Supplied data:
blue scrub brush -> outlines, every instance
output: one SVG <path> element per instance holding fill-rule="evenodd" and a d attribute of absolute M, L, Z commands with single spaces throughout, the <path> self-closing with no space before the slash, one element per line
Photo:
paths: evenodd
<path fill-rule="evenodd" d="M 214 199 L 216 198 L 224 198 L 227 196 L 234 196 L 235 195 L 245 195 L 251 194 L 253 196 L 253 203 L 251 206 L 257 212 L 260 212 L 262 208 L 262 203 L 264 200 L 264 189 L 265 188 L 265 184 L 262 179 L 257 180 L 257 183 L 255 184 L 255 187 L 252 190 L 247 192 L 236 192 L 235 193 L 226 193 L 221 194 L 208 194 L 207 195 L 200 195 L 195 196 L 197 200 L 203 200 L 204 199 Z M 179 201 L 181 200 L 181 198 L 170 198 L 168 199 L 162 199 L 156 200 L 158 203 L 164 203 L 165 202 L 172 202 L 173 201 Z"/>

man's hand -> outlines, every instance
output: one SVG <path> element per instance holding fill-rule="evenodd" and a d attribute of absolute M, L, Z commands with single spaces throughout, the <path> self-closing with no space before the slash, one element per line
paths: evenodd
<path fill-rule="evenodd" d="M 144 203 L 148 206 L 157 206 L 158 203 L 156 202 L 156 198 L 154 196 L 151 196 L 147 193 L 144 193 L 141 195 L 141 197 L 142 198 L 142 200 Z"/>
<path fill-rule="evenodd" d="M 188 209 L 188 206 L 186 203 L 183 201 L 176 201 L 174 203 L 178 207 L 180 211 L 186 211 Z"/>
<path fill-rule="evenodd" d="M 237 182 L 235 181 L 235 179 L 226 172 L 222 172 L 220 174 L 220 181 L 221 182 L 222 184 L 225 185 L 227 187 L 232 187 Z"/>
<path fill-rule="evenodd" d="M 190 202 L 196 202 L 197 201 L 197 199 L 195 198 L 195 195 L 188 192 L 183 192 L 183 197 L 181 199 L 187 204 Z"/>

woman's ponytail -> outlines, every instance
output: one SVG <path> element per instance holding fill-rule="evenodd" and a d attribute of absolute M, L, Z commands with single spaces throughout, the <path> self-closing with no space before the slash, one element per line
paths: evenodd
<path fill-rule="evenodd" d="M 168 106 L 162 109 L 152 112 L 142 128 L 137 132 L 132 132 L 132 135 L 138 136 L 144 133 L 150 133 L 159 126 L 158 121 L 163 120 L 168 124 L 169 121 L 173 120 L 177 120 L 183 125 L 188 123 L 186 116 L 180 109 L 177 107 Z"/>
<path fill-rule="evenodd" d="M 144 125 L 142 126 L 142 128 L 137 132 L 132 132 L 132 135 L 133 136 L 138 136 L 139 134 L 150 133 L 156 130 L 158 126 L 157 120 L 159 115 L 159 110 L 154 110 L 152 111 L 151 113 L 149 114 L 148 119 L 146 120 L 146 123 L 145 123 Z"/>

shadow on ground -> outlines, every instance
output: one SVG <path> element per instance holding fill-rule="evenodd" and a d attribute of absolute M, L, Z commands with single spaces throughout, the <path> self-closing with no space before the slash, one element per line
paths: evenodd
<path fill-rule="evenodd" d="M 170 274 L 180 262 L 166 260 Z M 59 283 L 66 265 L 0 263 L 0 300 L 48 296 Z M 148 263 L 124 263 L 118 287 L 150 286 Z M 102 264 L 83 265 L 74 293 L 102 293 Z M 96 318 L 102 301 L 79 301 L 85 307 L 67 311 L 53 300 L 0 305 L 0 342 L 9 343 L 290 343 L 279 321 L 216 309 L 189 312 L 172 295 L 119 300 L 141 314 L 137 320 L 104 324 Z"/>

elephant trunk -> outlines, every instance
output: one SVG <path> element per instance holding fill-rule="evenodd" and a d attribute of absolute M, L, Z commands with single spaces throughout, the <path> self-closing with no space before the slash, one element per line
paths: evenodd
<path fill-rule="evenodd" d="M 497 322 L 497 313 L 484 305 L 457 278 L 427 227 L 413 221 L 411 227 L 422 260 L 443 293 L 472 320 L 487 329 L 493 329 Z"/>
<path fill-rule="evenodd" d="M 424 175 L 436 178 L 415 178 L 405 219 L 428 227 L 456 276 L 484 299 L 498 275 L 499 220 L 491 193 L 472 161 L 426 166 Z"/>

Task brief: Revise every entry above by changing "every instance" to "each instance" wherever it occurs, keeping all other text identical.

Task solution:
blue scrub brush -> outlines, each instance
output: one SVG <path> element per instance holding fill-rule="evenodd" and a d attribute of absolute M, L, Z commands with single spaces throughout, the <path> self-closing with no space before the slash, one element per line
Photo:
paths: evenodd
<path fill-rule="evenodd" d="M 214 199 L 216 198 L 224 198 L 227 196 L 234 196 L 235 195 L 245 195 L 251 194 L 253 196 L 253 203 L 251 206 L 257 212 L 260 212 L 262 208 L 262 203 L 264 200 L 264 189 L 265 188 L 265 184 L 262 179 L 257 180 L 257 183 L 255 184 L 255 187 L 252 190 L 247 192 L 236 192 L 235 193 L 226 193 L 221 194 L 208 194 L 207 195 L 200 195 L 195 196 L 197 200 L 203 200 L 204 199 Z M 179 201 L 181 200 L 181 198 L 170 198 L 168 199 L 162 199 L 156 200 L 158 203 L 164 203 L 165 202 L 172 202 L 173 201 Z"/>

man's hand -> outlines, each instance
output: one SVG <path> element per instance holding fill-rule="evenodd" and a d attribute of absolute M, L, Z commands with single spaces throughout, the <path> self-closing with no space before the slash, one element per line
paths: evenodd
<path fill-rule="evenodd" d="M 144 203 L 148 206 L 157 206 L 158 203 L 156 202 L 156 198 L 154 196 L 151 196 L 147 193 L 144 193 L 141 195 L 141 197 L 142 198 L 142 200 Z"/>
<path fill-rule="evenodd" d="M 188 209 L 188 206 L 186 203 L 183 201 L 176 201 L 174 203 L 178 207 L 180 211 L 186 211 Z"/>
<path fill-rule="evenodd" d="M 237 182 L 235 181 L 235 179 L 226 172 L 222 172 L 220 174 L 220 181 L 221 182 L 222 184 L 225 185 L 227 187 L 232 187 Z"/>
<path fill-rule="evenodd" d="M 190 202 L 196 202 L 197 201 L 197 199 L 195 198 L 195 195 L 188 192 L 183 192 L 183 197 L 181 199 L 187 204 Z"/>

woman's ponytail -> outlines, each instance
output: one SVG <path> element per instance holding fill-rule="evenodd" and a d attribute of absolute M, L, Z commands with single spaces throughout, the <path> self-closing with no space before the slash, one element per line
paths: evenodd
<path fill-rule="evenodd" d="M 168 106 L 162 109 L 152 112 L 142 128 L 137 132 L 132 132 L 132 135 L 138 136 L 144 133 L 150 133 L 159 126 L 158 121 L 163 120 L 168 124 L 169 121 L 173 120 L 177 120 L 183 125 L 188 123 L 186 116 L 180 109 L 177 107 Z"/>
<path fill-rule="evenodd" d="M 144 125 L 142 126 L 142 128 L 137 132 L 132 132 L 132 135 L 133 136 L 138 136 L 139 134 L 150 133 L 156 130 L 158 126 L 157 120 L 159 115 L 159 110 L 154 110 L 152 111 L 151 113 L 149 114 L 148 119 L 146 120 L 146 123 L 145 123 Z"/>

shadow on ground -> outlines, each instance
output: one SVG <path> element per instance holding fill-rule="evenodd" and a d attribute of absolute M, L, Z commands with single spaces throughout, the <path> self-closing with no space before the slash, one element per line
paths: evenodd
<path fill-rule="evenodd" d="M 170 274 L 180 262 L 166 260 Z M 59 283 L 66 265 L 0 263 L 0 300 L 48 296 Z M 148 263 L 124 263 L 118 287 L 150 286 Z M 102 264 L 83 265 L 74 293 L 102 293 Z M 96 318 L 102 301 L 79 301 L 85 307 L 67 311 L 53 300 L 0 305 L 0 342 L 9 343 L 290 343 L 279 321 L 216 309 L 189 312 L 172 295 L 119 300 L 141 314 L 137 320 L 104 324 Z"/>

elephant trunk -> outlines, each instance
output: one SVG <path> element per instance holding fill-rule="evenodd" and a d attribute of absolute M, L, Z commands with single spaces throughout, the <path> self-closing with no space before the slash, one element per line
paths: evenodd
<path fill-rule="evenodd" d="M 497 322 L 497 313 L 484 305 L 457 278 L 427 227 L 413 221 L 411 227 L 422 260 L 443 293 L 472 320 L 487 329 L 493 329 Z"/>
<path fill-rule="evenodd" d="M 424 175 L 436 178 L 415 178 L 405 219 L 428 227 L 456 276 L 484 299 L 498 275 L 499 220 L 491 193 L 472 161 L 426 166 Z"/>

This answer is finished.